>> Start SUPPLIED MATERIAL

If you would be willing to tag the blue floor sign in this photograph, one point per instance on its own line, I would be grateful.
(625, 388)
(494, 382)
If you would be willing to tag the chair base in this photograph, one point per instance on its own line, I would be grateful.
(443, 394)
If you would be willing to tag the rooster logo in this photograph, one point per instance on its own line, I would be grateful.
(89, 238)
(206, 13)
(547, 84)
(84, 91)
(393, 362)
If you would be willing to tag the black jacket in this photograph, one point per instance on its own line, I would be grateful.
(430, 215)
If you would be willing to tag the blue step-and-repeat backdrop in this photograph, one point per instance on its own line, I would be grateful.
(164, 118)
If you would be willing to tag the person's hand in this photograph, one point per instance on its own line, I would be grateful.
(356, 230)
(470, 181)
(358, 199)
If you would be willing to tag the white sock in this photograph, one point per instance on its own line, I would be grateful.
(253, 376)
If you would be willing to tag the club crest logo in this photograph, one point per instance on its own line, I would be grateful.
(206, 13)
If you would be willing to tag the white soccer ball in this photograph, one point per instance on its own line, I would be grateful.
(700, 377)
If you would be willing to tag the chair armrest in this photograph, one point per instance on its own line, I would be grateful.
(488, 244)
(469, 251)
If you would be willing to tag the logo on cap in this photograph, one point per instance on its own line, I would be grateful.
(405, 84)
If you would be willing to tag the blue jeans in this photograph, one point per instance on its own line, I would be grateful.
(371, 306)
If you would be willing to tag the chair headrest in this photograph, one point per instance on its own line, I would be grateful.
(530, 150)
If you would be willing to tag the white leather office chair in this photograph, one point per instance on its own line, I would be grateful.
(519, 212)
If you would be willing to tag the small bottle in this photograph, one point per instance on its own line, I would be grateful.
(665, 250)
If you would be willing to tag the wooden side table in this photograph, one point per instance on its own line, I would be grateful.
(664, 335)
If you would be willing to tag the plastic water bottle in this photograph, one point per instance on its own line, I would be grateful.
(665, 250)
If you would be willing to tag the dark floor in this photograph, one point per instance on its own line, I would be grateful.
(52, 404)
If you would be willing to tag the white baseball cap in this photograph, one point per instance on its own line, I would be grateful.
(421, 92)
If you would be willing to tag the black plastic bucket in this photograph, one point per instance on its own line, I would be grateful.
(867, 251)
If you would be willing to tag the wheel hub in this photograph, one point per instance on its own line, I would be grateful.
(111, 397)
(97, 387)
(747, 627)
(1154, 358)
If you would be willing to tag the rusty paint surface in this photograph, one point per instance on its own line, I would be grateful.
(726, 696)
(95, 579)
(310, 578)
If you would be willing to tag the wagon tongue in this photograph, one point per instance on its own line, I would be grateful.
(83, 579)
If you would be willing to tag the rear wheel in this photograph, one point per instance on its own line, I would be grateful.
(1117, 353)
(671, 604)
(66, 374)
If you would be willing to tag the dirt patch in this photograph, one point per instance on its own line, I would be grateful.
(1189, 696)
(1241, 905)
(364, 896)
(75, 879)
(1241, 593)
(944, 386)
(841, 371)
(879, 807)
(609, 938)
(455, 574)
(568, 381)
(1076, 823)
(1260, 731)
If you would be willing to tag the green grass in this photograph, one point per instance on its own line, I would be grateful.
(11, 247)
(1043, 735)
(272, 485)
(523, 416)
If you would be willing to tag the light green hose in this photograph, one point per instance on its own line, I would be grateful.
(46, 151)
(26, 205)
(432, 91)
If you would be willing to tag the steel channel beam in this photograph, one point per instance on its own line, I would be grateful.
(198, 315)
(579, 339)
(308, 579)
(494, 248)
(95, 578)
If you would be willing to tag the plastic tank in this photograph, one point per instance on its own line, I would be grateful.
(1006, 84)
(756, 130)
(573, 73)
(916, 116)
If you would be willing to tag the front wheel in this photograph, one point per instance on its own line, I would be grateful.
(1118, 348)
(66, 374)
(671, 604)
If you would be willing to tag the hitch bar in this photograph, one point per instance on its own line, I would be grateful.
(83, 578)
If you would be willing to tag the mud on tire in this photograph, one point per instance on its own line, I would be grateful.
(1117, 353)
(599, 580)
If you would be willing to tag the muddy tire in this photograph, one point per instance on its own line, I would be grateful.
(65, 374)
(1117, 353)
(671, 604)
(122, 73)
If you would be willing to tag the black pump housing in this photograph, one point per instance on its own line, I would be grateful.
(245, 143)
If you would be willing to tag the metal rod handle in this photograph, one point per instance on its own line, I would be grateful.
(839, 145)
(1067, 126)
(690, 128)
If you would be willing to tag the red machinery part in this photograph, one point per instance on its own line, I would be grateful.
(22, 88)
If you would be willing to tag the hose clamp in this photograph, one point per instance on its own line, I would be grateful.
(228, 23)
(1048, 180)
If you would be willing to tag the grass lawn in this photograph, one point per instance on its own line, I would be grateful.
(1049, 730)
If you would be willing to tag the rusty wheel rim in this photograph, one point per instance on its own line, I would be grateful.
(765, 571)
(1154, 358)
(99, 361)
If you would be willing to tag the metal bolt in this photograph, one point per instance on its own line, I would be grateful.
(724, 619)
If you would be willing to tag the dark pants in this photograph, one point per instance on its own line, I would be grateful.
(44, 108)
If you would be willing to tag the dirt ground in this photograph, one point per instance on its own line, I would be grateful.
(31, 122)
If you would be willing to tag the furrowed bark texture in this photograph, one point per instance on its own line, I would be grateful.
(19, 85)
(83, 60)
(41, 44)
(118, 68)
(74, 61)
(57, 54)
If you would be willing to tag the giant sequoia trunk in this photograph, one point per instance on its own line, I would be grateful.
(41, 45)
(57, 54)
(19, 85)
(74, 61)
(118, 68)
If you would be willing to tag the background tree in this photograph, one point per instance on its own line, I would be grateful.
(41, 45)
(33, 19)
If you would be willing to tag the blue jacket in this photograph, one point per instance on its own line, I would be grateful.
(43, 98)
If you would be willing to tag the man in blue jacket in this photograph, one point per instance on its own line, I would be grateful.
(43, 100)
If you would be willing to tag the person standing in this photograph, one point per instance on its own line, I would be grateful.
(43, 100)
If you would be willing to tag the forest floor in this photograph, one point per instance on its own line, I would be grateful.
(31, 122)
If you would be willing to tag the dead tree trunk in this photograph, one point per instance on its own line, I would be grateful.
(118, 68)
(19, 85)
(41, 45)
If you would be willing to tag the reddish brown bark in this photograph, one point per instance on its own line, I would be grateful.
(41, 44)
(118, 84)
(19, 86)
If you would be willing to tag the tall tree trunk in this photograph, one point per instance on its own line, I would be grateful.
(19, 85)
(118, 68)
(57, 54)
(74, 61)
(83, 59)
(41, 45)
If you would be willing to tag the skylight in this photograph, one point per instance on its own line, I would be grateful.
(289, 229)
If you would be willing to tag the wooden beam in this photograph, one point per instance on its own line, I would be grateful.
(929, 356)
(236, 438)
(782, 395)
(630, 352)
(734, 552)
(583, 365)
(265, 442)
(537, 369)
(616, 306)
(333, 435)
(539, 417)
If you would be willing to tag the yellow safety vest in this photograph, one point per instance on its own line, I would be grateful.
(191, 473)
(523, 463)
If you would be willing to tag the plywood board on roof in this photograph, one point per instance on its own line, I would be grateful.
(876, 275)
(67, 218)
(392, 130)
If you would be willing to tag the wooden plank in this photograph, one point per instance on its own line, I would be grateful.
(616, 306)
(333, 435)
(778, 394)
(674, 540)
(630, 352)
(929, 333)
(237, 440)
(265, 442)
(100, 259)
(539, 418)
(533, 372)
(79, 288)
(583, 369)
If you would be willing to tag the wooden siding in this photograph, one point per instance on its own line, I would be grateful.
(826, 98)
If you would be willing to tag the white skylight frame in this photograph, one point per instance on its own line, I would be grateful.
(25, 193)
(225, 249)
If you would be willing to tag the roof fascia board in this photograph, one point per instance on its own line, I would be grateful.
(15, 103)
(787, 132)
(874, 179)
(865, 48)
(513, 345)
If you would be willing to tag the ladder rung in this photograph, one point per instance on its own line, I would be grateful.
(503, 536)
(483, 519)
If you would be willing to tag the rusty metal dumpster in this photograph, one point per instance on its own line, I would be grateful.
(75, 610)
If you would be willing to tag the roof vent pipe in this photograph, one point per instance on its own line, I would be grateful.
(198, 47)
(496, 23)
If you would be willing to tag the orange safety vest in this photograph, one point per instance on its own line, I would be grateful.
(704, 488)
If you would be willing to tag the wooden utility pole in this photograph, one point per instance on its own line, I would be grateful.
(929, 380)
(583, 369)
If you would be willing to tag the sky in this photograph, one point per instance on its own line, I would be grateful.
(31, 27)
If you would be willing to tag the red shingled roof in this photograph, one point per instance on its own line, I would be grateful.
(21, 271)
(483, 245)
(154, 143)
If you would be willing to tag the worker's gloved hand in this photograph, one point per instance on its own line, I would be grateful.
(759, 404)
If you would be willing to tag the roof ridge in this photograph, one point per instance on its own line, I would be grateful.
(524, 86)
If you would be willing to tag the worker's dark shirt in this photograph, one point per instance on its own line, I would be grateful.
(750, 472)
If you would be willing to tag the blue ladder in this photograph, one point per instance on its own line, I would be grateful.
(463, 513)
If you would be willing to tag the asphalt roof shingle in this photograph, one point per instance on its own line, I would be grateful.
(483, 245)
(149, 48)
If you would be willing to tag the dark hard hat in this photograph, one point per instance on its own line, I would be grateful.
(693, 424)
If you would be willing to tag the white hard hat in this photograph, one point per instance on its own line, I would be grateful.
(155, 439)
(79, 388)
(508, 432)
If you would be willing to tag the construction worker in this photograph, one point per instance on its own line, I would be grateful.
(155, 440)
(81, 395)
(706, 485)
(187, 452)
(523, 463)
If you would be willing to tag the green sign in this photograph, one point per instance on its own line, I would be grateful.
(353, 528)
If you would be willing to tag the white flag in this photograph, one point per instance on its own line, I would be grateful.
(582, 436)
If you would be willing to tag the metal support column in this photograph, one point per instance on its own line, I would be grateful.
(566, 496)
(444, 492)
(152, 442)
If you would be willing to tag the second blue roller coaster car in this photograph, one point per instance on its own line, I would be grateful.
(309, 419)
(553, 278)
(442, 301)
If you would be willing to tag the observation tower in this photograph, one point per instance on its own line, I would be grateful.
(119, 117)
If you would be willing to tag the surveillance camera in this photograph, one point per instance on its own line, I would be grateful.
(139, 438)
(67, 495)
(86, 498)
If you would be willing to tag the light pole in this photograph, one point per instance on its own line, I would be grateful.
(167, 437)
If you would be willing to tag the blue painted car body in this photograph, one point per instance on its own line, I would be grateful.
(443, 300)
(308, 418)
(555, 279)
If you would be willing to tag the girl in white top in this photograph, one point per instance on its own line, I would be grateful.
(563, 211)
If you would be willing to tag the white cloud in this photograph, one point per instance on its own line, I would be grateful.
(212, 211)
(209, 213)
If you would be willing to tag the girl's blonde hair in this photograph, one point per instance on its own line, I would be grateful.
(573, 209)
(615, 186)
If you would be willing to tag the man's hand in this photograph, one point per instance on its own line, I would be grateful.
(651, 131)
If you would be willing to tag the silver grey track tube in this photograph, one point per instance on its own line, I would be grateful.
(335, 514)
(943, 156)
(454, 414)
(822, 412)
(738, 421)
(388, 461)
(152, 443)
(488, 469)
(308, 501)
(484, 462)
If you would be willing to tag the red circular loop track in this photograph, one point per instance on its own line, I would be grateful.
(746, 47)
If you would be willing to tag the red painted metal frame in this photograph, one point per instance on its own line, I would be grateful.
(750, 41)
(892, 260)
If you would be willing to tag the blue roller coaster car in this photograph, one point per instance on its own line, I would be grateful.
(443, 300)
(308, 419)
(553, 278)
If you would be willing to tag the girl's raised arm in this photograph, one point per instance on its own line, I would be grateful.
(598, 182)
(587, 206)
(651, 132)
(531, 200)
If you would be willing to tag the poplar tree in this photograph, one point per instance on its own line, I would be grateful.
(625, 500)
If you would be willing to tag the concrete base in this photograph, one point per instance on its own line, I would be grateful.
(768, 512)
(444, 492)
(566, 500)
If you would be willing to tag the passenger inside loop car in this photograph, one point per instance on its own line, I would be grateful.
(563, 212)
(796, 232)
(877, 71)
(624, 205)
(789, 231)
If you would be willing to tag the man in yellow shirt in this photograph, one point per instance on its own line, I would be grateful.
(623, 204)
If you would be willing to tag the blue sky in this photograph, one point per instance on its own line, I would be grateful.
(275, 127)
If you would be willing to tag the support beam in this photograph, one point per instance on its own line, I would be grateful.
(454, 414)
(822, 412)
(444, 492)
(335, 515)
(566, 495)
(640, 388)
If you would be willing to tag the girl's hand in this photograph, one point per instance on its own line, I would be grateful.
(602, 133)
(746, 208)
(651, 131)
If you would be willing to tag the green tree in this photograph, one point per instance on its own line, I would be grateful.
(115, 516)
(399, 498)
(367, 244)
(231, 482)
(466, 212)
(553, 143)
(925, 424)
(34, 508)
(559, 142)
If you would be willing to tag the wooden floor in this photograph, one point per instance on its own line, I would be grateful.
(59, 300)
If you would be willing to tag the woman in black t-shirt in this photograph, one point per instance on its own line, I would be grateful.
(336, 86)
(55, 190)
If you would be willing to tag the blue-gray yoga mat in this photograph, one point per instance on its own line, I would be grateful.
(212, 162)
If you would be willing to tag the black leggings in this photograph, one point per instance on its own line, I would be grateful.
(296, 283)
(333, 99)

>> End SUPPLIED MATERIAL

YOUR INSTRUCTIONS | Could you turn the data, from the line that contains "If you would be willing to tag the green tree" through the last line, into a Markdown table with the columns Row and Data line, numbering each line and leaving out blank lines?

EXERCISE RESULT |
| Row | Data line |
|---|---|
| 1 | If you would be willing to tag the green tree in this photograph, one point per instance on its own line, I would be grateful. |
| 2 | (115, 516) |
| 3 | (399, 498) |
| 4 | (367, 244) |
| 5 | (231, 482) |
| 6 | (466, 212) |
| 7 | (553, 143) |
| 8 | (925, 424) |
| 9 | (34, 508) |
| 10 | (559, 142) |
| 11 | If you would be willing to tag the wooden floor in this photograph, one point per instance on its own line, I would be grateful. |
| 12 | (59, 300) |
| 13 | If you would be willing to tag the woman in black t-shirt in this photograph, one point per instance on its own line, I would be grateful. |
| 14 | (336, 86) |
| 15 | (55, 190) |
| 16 | If you would be willing to tag the blue-gray yoga mat in this photograph, one point per instance on its own line, I would be grateful. |
| 17 | (212, 162) |
| 18 | If you would be willing to tag the black leggings in this photograph, one point per instance on its own line, I would be grateful. |
| 19 | (296, 283) |
| 20 | (333, 99) |